GIVEN INSTRUCTION: Copy each of the following lines word for word, with no changes.

INPUT DATA:
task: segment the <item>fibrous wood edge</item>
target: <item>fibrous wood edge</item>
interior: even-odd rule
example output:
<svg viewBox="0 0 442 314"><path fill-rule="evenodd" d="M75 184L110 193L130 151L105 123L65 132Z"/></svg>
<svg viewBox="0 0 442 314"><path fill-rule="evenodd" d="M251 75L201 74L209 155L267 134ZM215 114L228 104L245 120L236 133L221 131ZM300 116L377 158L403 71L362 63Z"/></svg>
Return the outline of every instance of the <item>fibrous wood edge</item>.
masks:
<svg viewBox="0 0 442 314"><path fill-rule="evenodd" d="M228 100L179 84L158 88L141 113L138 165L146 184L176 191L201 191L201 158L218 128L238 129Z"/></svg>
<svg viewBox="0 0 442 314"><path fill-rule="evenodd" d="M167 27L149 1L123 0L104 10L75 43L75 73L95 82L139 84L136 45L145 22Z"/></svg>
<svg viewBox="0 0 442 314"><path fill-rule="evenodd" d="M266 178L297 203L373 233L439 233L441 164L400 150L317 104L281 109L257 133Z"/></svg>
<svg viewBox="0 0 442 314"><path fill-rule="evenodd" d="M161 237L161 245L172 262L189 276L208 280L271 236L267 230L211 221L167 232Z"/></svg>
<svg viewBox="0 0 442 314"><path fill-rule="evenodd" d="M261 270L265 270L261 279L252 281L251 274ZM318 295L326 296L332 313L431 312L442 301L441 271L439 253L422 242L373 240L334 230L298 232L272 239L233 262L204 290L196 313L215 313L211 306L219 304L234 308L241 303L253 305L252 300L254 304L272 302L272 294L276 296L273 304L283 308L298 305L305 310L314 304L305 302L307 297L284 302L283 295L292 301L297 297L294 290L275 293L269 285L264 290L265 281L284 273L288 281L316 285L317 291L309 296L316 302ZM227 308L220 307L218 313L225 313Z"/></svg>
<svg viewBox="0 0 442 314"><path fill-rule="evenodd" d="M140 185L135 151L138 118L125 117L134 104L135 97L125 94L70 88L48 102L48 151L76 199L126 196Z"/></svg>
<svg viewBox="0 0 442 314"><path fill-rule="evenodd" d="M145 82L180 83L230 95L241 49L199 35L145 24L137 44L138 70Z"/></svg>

RESPONSE TO THE TASK:
task: segment the <item>fibrous wood edge</item>
target: <item>fibrous wood edge</item>
interior: even-odd rule
example output:
<svg viewBox="0 0 442 314"><path fill-rule="evenodd" d="M75 184L110 193L130 151L105 123L65 132Z"/></svg>
<svg viewBox="0 0 442 314"><path fill-rule="evenodd" d="M251 75L201 74L209 155L267 134ZM215 114L228 104L245 120L236 133L221 131ZM300 116L377 158L403 71L362 63Z"/></svg>
Return the outline of every instance of the <item>fibrous wood edge</item>.
masks:
<svg viewBox="0 0 442 314"><path fill-rule="evenodd" d="M228 100L179 84L158 88L141 113L138 165L146 184L176 191L201 191L201 158L218 128L238 129Z"/></svg>
<svg viewBox="0 0 442 314"><path fill-rule="evenodd" d="M167 27L149 1L123 0L104 10L75 43L75 73L95 82L139 84L136 45L145 22Z"/></svg>
<svg viewBox="0 0 442 314"><path fill-rule="evenodd" d="M266 178L297 203L373 233L439 233L441 164L400 150L317 104L281 109L257 133Z"/></svg>
<svg viewBox="0 0 442 314"><path fill-rule="evenodd" d="M161 237L161 245L172 262L189 276L208 280L271 236L267 230L211 221L167 232Z"/></svg>
<svg viewBox="0 0 442 314"><path fill-rule="evenodd" d="M261 270L265 270L261 279L252 281L251 274ZM318 295L326 296L332 313L431 312L442 301L441 271L439 253L422 242L373 240L334 230L298 232L272 239L233 262L204 290L196 313L215 313L211 306L219 304L234 308L241 303L253 305L252 300L254 304L272 302L272 294L276 296L273 304L283 308L298 305L305 310L314 304L305 302L307 297L284 302L283 295L292 301L297 297L294 290L275 293L269 285L264 290L265 281L284 273L288 281L316 285L317 291L309 296L316 302ZM227 308L220 307L218 313L225 313Z"/></svg>
<svg viewBox="0 0 442 314"><path fill-rule="evenodd" d="M140 185L135 151L138 118L125 117L134 104L135 97L125 94L70 88L48 102L48 151L76 199L126 196Z"/></svg>
<svg viewBox="0 0 442 314"><path fill-rule="evenodd" d="M145 82L180 83L230 95L241 49L199 35L145 24L137 44L138 70Z"/></svg>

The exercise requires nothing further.